■ **Records shown**

• • • • • • •

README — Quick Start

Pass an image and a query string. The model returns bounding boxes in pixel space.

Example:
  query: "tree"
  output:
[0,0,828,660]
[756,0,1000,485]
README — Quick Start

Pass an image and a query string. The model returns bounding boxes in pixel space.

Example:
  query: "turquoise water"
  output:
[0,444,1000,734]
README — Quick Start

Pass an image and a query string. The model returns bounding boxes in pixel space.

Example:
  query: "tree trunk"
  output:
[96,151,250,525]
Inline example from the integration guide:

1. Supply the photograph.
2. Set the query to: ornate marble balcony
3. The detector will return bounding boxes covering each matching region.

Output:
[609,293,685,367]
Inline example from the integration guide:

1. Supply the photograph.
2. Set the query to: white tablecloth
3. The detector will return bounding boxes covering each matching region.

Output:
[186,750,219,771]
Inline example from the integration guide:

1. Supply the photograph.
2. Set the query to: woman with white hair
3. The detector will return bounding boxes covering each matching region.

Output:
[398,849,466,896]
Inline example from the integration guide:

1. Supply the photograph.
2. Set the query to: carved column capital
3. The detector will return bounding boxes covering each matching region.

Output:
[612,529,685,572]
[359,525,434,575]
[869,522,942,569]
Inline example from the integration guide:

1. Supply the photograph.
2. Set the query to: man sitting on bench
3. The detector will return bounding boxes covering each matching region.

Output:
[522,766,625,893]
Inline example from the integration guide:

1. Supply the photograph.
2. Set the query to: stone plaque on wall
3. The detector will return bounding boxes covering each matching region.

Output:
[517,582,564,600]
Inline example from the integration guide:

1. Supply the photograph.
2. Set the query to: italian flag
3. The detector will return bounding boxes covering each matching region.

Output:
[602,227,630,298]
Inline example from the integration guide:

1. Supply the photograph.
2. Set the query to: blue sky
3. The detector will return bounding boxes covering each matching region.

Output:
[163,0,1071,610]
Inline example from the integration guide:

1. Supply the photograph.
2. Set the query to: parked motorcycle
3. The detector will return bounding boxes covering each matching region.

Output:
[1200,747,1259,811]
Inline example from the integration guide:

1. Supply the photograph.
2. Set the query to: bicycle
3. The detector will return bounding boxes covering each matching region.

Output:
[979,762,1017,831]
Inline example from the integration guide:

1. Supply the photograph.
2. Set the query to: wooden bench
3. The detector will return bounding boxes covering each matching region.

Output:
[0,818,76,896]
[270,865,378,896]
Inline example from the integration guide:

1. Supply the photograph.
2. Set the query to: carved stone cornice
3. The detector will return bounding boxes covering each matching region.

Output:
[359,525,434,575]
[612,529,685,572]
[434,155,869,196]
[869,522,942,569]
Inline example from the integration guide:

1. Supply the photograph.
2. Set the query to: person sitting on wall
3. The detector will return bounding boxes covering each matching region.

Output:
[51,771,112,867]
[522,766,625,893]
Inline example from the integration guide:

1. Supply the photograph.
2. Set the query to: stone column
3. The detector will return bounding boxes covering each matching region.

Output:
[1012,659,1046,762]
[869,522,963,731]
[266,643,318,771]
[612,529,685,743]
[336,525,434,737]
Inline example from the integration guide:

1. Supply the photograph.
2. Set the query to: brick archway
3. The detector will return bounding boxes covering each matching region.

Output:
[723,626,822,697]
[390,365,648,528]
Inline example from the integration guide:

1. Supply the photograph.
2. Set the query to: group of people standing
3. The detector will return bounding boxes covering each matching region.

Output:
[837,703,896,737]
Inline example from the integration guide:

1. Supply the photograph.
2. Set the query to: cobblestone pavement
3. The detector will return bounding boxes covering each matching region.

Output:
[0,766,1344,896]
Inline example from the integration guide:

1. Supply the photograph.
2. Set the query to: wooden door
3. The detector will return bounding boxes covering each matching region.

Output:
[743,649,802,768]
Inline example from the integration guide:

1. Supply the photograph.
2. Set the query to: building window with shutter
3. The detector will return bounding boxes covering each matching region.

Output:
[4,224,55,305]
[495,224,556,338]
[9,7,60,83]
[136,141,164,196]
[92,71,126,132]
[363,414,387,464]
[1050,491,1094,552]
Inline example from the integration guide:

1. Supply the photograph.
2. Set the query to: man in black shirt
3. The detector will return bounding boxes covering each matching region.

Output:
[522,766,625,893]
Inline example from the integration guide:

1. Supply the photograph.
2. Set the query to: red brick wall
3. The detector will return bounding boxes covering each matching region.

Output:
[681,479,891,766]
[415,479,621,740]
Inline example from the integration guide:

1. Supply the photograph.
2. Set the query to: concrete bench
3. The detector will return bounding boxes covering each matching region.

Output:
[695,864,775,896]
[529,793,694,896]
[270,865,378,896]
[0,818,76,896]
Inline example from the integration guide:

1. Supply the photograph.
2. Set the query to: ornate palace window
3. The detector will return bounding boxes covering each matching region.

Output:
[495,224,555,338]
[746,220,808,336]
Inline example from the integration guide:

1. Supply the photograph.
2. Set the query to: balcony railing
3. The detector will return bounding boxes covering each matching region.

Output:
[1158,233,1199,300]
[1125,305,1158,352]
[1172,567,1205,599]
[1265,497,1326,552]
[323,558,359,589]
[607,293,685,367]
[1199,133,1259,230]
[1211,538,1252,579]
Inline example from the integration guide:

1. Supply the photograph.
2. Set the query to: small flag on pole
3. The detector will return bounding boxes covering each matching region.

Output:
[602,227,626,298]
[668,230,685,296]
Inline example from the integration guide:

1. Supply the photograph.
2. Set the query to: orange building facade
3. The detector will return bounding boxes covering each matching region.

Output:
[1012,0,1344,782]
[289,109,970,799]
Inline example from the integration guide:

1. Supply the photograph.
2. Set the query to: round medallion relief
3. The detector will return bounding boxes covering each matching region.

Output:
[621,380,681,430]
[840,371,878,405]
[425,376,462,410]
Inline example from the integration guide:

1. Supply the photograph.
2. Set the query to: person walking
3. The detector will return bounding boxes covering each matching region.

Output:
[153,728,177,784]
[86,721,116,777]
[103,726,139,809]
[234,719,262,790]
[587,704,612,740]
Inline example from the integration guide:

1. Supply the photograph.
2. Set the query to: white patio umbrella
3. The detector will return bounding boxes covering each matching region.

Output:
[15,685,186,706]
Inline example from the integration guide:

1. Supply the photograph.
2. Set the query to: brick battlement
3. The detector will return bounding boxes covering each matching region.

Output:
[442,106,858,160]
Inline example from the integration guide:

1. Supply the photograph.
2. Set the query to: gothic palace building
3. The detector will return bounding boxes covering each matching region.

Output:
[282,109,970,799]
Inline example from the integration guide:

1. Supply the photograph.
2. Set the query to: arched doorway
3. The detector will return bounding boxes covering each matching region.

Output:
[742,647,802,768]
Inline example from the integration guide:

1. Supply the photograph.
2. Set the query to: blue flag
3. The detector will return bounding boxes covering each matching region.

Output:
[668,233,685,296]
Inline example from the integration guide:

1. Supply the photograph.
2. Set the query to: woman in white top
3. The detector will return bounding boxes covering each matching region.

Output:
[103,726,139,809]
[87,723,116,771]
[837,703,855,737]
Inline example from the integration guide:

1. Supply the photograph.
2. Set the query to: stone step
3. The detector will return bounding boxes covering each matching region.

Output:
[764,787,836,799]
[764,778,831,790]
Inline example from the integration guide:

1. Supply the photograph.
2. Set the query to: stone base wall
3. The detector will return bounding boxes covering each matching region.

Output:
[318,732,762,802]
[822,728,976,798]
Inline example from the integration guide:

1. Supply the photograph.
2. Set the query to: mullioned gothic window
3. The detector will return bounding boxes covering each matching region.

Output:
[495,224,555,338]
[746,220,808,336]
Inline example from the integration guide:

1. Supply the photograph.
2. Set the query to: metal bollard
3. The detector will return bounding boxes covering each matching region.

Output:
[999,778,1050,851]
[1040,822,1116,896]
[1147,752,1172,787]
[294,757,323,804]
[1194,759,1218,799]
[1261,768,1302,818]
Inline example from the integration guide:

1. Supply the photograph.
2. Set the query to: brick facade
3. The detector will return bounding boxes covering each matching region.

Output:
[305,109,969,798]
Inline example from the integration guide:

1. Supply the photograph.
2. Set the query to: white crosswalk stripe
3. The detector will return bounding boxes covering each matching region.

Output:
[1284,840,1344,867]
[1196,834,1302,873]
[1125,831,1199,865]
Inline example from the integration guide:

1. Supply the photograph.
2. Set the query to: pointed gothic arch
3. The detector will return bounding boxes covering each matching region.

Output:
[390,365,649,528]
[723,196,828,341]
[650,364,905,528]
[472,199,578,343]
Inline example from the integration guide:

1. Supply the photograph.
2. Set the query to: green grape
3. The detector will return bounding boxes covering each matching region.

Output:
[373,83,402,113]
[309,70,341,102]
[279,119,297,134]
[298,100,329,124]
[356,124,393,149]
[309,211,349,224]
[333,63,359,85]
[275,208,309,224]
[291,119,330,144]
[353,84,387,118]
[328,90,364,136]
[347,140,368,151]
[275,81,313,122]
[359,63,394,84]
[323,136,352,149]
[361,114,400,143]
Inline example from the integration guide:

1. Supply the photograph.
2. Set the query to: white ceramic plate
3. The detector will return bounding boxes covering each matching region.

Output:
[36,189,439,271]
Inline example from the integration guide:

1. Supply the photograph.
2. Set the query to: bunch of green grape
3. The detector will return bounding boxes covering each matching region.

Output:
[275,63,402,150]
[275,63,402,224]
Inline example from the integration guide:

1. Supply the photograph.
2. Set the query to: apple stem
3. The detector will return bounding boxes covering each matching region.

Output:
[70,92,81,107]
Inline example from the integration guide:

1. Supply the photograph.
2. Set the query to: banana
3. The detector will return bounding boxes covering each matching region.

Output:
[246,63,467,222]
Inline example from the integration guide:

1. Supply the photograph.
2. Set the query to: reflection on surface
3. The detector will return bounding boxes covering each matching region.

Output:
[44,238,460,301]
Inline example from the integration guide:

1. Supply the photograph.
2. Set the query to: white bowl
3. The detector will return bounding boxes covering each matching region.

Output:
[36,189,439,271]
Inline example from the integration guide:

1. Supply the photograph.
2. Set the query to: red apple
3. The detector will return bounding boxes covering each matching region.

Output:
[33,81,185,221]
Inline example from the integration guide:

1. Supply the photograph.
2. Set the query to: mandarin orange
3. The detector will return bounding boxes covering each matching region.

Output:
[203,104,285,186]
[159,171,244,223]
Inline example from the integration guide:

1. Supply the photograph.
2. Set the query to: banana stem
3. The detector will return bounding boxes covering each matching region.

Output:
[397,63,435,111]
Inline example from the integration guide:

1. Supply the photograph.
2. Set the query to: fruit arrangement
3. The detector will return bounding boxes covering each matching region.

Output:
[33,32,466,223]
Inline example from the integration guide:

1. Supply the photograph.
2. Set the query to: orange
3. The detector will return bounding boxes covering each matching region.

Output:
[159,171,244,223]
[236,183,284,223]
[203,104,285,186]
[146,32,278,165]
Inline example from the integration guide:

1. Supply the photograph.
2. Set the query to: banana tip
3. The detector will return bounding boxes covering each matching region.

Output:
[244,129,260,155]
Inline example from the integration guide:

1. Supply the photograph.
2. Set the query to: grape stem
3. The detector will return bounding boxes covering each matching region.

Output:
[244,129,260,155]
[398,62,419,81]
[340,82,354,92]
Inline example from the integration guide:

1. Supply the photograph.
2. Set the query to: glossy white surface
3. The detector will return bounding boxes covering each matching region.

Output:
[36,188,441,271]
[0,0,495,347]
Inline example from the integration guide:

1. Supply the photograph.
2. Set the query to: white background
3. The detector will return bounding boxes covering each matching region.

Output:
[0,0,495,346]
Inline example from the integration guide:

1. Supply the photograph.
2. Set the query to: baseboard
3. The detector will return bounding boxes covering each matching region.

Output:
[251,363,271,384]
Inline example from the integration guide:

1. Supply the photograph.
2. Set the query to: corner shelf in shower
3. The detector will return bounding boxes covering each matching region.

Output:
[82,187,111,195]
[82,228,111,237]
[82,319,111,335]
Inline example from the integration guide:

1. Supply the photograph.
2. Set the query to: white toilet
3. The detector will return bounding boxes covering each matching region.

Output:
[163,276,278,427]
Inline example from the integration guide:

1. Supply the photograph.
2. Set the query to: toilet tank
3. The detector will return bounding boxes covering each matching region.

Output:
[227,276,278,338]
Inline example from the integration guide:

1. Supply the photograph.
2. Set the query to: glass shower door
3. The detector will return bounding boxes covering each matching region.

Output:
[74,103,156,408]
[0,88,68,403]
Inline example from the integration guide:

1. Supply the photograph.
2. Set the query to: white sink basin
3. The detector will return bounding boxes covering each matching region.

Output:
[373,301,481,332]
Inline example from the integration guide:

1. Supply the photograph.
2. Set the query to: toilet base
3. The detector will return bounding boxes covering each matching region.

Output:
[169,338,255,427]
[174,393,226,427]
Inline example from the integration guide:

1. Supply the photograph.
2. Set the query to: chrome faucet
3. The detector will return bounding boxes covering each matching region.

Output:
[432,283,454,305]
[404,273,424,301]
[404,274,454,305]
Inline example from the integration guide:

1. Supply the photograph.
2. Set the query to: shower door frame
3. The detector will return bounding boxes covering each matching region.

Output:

• • • • • • •

■ **Problem**
Rewrite the listing from its first line through the line with "[756,0,1000,485]", and nothing more, keeping the requests in place. Scale every bounding box coordinate in the answers by 1.6, rounding each to a whole number with halves rounded up.

■ **Output of the task**
README — Quick Start

Pass an image and a query string. The model returns bounding boxes in pixel space.

Example:
  query: "tree"
  output:
[0,0,1325,1056]
[1210,0,1600,776]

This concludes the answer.